● 수행 과제 1:
페이지 테이블 설명을 읽고 다음 물음에 각각 답하세요.
(a) 4KB 페이지와 4 bytes/PTE를 쓰는 32-bit 주소 공간에서 프로세스당 page table 크기는 얼마입니까?
(b) Example 1에서 주소 공간은 최대 몇 개의 페이지까지 될 수 있습니까?
(c) n level의 hierarchical page table 구조에서는 address translation을 위해 MMU가 memory를 몇 번 다녀와야 합니까?
● 수행 과제 2: 페이지 테이블 설명이 끝난 지점에서 이어지는 내용을 같은 문체로 써 주세요.

● 문서 발췌:
Page table이 physical address에 flat(= physically contiguous) 하게 있는 걸 linear page table이라고 한다.
High space overhead for page tables
- 32-bit address space with 4KB pages, 4 bytes/PTE:
  - table size: $2^{20}$ x 4 = 4 MB per process
- 64-bit address space with 8KB pages, 8 bytes/PTE:
  - table size: $2^{51}$ x 8 = 16 PB per process
However, process address spaces tend to be sparse
- Only a small portion of address space is used (Code, Data, Stack, Heap)
- most of the address space is not used at all

즉, 기껏 frame 단위로 memory를 나누고 process의 pages를 physically discontiguous 하게 올렸더니 page table은 contiguous 하게 올리는 상황이다. 또 process마다 갖는 page table의 크기가 상당하고, 막상 까보니 낭비되는 공간이 상당히 많다는 게 문제점이다.

Split the entire page table into smaller page table pieces
- split so that each page table fits in a page
Only map the the used portion
Thus, the split page tables can be allocated non-contiguously

따라서 이 page table 자체를 좀 작게 나눠서 사용되는 부분만 mapping 정보를 기록하고, non-contiguous 하게 memory 올려보자는 게 해결 방안이다.

Hierarchical Page Tables

Page table을 여러 page 단위로 쪼개서 sparse 하게 두고, 그 위치를 summary 하는 다른 outer page table page를 두는 방식이 hierarchical page tables이다.
VPN to PFN translation을 위해서는, 1 page에 PTE가 $2^n$ 개 있다면, 1 level 당 bit를 n 개씩만 봐 주면 된다. (table 당 entry 수가 같으므로 level과 무관하게 n개만 봐 주면 되는 것이다.)
아래 사진은 1 level에서 4개의 PTE를 cover 하므로 2bit씩 끊어 보면 된다.
- 0b010111 -> 0b01 / 01 / 01 / 11
- 가장 outer에서 0b01이 가리키는 page table page로 가서 01번째가 가리키는 page table page로 가서 01번째 ... 이렇게 해석하면 된다.
Pros
- Compact while supporting sparse-address space
- Easier to manage physical memory
  - Each page table usually fits within a page
  - 예전에는 frame 하나로는 어림도 없던 table이 이제는 frame 하나로 cover가 가능하다.
- No external fragmentation
Cons
- More complex than a simple linear page-table look up
  - n level의 hierarchical page table 구조라면, address translation을 위해 MMU가 n번만큼 memory를 다녀와야 한다. 즉 additional memory access가 level 수만큼 발생한다.

Example 1

4 leaf page table pages + 1 outer page table page
the address space can be up to 16 pages
- 4 PTE in outer page table page x 4 pages in a leaf page table page

Three levels?

● 원본 데이터 발췌:

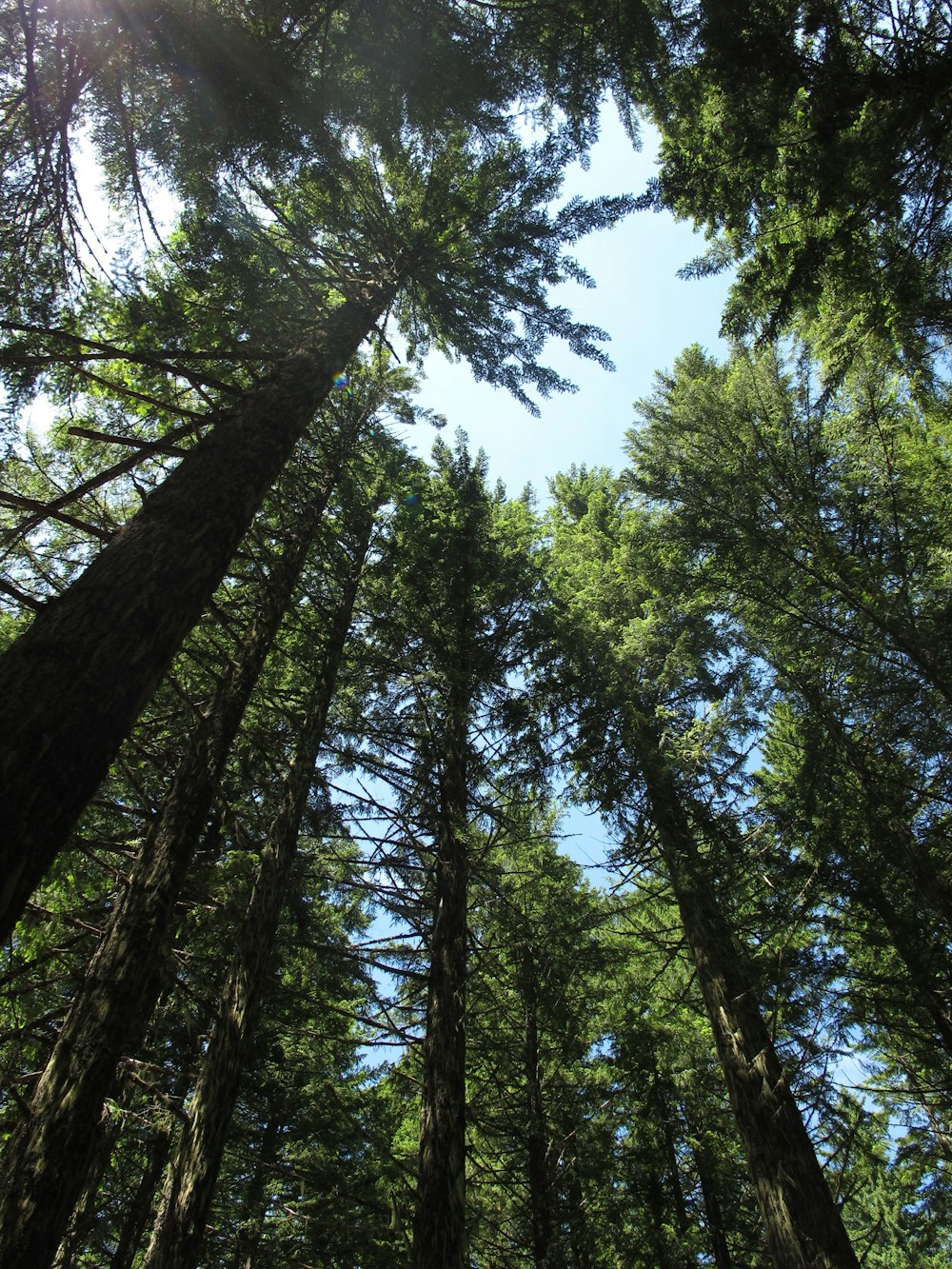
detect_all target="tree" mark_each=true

● 답변 1:
(a) 프로세스당 4 MB입니다.
(b) 최대 16 pages입니다.
(c) n번입니다.

● 답변 2:
4 PTE in outer outer x 4 PTE in outer x 4 pages in a leaf page table page = 64 pages
1 table에 4개의 page를 indexing 할 수 있다. 128개의 page를 hierarchical하게 indexing 하려면 몇 level로 만들어야 할까?
$4^{4}$ = 256 > 128이므로 4 level로 만들어야 한다.

Example 2

32-bit address space
PTE size: 4B
Page size: $2^{12}$ B

1개의 page에 entry가 몇 개
page 크기를 PTE 개수로 나누면 되므로 $2^{12}$ / $2^{2}$ = $2^{10}$ 개이다.
cover 해야 하는 addr space의 page 수
$2^{20}$ 개
몇 level로 cover 가능한지
$2^{10}$ x $2^{10}$ = $2^{20}$ 이므로 2 level

이렇게 생각하면 더 쉽다.
page table을 여러 page로 쪼개서 discontiguous 하게 memory에 놓을 것이다. 여기서는 cover 해야 하는 총 page table entry 개수가 $2^{20}$ 개이다. 그렇다면 이 1개의 page에 entry 몇 개가 들어갈까? page 크기를 entry 크기로 나누면 된다. 따라서 $2^{12}$ / $2^{2}$ = $2^{10}$ 개이다. 1개의 page (table)가 $2^{10}$ 개의 entry를 cover 한다면 2 level에서는 각 entry가 또 $2^{10}$ 개의 entry를 cover 하게 되니 $2^{10}$ x $2^{10}$ = $2^{10}$ 개가 된다. (예를 들어, 3명이 각각 3명의 연락처를 가지고 있다고 할 때, 총 연락처의 수는 3 x 3 = 9개 되는 계산 방식과 같다.) 여기서 cover 하려고 하는 entry 수와 같으니 2 level이면 모든 page를 cover 할 수 있다.

Example 3

1 page에 PTE가 8개씩 들어간다면 VPN to PFN translation을 위해 주소를 몇 개씩 잘라 보면 될까?
entry가 8개이므로 $2^3$ , 3bit씩 잘라서 보면 된다.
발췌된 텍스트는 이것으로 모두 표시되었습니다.